═════ DATA SHOWN ═════

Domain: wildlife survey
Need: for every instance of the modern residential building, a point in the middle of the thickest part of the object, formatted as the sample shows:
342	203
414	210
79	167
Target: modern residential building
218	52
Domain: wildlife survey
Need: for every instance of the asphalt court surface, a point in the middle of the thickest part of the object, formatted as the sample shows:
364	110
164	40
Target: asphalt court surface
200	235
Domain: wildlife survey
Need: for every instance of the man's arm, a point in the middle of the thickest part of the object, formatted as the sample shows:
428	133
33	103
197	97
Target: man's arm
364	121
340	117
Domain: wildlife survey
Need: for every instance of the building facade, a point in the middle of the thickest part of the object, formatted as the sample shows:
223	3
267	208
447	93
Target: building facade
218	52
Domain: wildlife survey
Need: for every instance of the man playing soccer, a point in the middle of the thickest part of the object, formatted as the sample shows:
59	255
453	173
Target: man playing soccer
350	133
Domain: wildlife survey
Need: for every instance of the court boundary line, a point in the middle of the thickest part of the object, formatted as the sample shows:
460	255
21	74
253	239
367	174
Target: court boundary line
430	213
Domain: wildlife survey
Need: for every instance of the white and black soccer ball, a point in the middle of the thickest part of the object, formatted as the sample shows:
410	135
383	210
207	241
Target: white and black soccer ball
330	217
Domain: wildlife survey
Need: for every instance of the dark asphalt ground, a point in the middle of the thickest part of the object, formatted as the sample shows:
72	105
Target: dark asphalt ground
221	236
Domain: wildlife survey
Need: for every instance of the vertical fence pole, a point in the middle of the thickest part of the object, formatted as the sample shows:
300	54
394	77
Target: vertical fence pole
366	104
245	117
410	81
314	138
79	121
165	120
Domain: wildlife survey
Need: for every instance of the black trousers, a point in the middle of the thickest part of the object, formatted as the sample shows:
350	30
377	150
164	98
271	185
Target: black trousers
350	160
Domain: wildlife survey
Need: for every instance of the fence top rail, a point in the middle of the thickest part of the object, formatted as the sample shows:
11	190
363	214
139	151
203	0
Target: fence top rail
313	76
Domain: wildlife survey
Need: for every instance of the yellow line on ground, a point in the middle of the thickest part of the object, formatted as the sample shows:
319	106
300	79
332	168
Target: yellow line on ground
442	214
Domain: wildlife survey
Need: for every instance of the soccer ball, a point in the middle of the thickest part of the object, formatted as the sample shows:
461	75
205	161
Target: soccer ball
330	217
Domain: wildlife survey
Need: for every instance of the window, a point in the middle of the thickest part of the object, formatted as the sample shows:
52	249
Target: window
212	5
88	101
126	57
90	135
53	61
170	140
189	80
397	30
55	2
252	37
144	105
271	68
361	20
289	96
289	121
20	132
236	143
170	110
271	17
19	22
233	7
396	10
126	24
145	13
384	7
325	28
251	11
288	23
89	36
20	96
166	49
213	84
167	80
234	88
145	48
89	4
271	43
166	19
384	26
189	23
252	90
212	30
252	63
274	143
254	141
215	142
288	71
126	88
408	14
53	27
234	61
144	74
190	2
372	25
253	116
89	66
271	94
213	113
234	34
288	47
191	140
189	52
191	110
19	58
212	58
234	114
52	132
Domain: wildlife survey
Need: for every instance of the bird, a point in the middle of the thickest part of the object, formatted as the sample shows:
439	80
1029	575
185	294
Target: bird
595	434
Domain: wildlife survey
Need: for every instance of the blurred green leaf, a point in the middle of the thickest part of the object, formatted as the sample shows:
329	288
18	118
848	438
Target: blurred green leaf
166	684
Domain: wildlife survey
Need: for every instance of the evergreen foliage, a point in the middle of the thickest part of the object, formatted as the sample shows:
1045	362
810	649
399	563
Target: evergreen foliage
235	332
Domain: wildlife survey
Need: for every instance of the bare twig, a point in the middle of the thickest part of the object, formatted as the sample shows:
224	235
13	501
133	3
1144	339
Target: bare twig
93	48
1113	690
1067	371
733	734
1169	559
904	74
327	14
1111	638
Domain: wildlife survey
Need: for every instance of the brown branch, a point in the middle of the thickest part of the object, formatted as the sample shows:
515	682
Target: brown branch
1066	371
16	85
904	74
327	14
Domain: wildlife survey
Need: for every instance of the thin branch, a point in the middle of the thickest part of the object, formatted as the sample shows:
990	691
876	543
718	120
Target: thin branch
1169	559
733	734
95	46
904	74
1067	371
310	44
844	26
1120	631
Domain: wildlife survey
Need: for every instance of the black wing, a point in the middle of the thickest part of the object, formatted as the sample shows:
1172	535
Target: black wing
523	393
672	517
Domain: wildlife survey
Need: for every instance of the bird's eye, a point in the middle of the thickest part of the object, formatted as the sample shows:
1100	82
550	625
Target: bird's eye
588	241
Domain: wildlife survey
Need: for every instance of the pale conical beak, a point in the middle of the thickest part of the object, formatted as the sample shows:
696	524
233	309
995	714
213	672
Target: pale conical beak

═════

**PROBLEM DETAILS**
Reproduce each record exactly, leaving nothing out.

**RESULT OF THIS TASK**
Domain: wildlife survey
Need: for every instance of the modern residential building, a point in the middle of the thickest part of the object, formatted as the sample shows:
342	203
414	210
79	167
Target: modern residential building
218	52
Domain: wildlife survey
Need: for every instance of the asphalt court surface, a point in the middle of the thickest part of the object, formatted as the sample shows:
364	110
164	40
Target: asphalt court surface
200	235
Domain: wildlife survey
Need: for every instance of the man's arm, a point in the middle of the thickest part of the object, formatted as the sample shows:
428	133
33	103
197	97
Target: man's arm
364	121
340	117
Domain: wildlife survey
Need: for every instance of the building facade, a point in the middle of the thickest part of the object, formatted as the sample shows:
223	3
267	208
447	93
Target: building facade
218	52
Domain: wildlife survey
Need: for every instance of the man playing soccer, a point in the middle of the thickest part of the object, formatted as the sample shows:
59	255
453	173
Target: man playing soccer
350	133
Domain: wildlife survey
Need: for every instance of the court boundary line, a point in the middle of the thickest part of the object, formatted as the sample shows:
460	255
21	74
253	239
367	174
Target: court boundary line
430	213
Domain: wildlife survey
Need: for every instance of the white and black soccer ball, a point in the middle of the thickest part of the object, formatted as the sample shows:
410	135
383	210
207	241
Target: white and black soccer ball
330	217
Domain: wildlife survey
Need: for every instance of the dark asphalt ground, a point in the middle of the thickest part of the object, formatted as the sample shows:
72	105
Target: dark asphalt ground
221	236
Domain: wildlife survey
Need: for every instance of the vertical fence pole, a point in the middle of the thickest part of the object, formatted as the sample shows:
300	54
394	77
Target: vertical fence pole
366	104
245	117
410	81
314	138
79	121
165	120
Domain: wildlife survey
Need: for every instance of the black trousers, a point in the middle of the thickest part of the object, formatted as the sample shows:
350	30
377	150
164	98
271	185
Target: black trousers
350	160
Domain: wildlife survey
Need: for every instance of the fence top rail, a point in the middle of the thickest part of the object, formatted as the sample shows:
11	190
363	214
139	151
203	0
Target: fence top rail
313	76
Domain: wildlife survey
Need: for every instance of the yellow line on ground, a point in the middle of the thickest part of the object, formatted as the sample shows:
319	106
300	79
332	168
Target: yellow line on ground
442	214
Domain: wildlife survey
Need: for every instance of the soccer ball, a point in the middle of the thickest part of the object, formatted as the sample shows:
461	75
205	161
Target: soccer ball
330	217
Domain: wildlife survey
Need: for every instance of the window, a point in the middle of the thickest part of the object, formatted as the sample shows:
52	249
Target: window
212	5
88	101
126	57
90	135
53	61
170	140
189	80
397	30
55	2
252	37
144	105
271	68
361	20
289	96
289	121
20	132
236	143
170	110
271	17
19	22
233	7
396	10
126	24
145	13
384	7
325	28
251	11
288	23
89	36
20	96
166	49
213	84
167	80
234	88
145	48
89	4
271	43
166	19
384	26
189	23
252	90
212	30
252	63
274	143
254	141
215	142
288	71
126	88
408	14
53	27
234	61
144	74
190	2
372	25
253	116
89	66
271	94
213	113
234	34
288	47
191	140
189	52
191	110
19	58
212	58
234	114
52	132
Domain: wildlife survey
Need: for every instance of the bird, a point in the middle of the thickest part of the object, formatted as the sample shows:
439	80
1029	575
185	294
Target: bird
595	434
Domain: wildlife survey
Need: for every instance of the blurred green leaf, a point in the middle of the thickest part of the object, formatted as the sample shows:
329	288
18	118
848	438
Target: blurred green leaf
166	684
Domain: wildlife survey
Need: for every instance of the evergreen foliage, a point in the middle of the thickest part of the object, formatted as the sample shows:
1045	362
810	649
399	563
Target: evergreen foliage
235	332
Domain: wildlife survey
Need: for every instance of the bare twig, a point in the middle of the thickest part of the object, formatted as the sample shows:
224	235
13	501
133	3
1144	339
Target: bare twig
93	48
1113	690
1067	371
733	734
1169	559
904	74
327	14
1111	638
Domain: wildlife survey
Need: for every instance of the brown branch, a point in the middle of the thickest part of the object, formatted as the sample shows:
515	682
Target: brown branch
1066	371
16	85
904	74
327	14
Domain: wildlife survey
Need: for every instance of the thin branch, a point in the middle of the thickest part of the object, formatted as the sample shows:
990	691
876	543
718	120
Target: thin branch
1169	559
733	734
95	46
904	74
1067	371
310	44
844	26
1120	631
Domain: wildlife survey
Need: for every instance of the black wing, a point in the middle of the thickest part of the object, formatted as the sample shows:
1172	535
Target: black wing
523	393
672	517
Domain: wildlife survey
Need: for every instance of the bird's eye, a point in the middle of the thickest part of the object, formatted as the sample shows:
1100	82
550	625
Target: bird's eye
588	241
Domain: wildlife survey
Need: for every instance of the pale conical beak, a point in the middle of the thickest part of the object, formatted as the sample shows:
696	524
233	309
995	714
213	672
Target: pale conical beak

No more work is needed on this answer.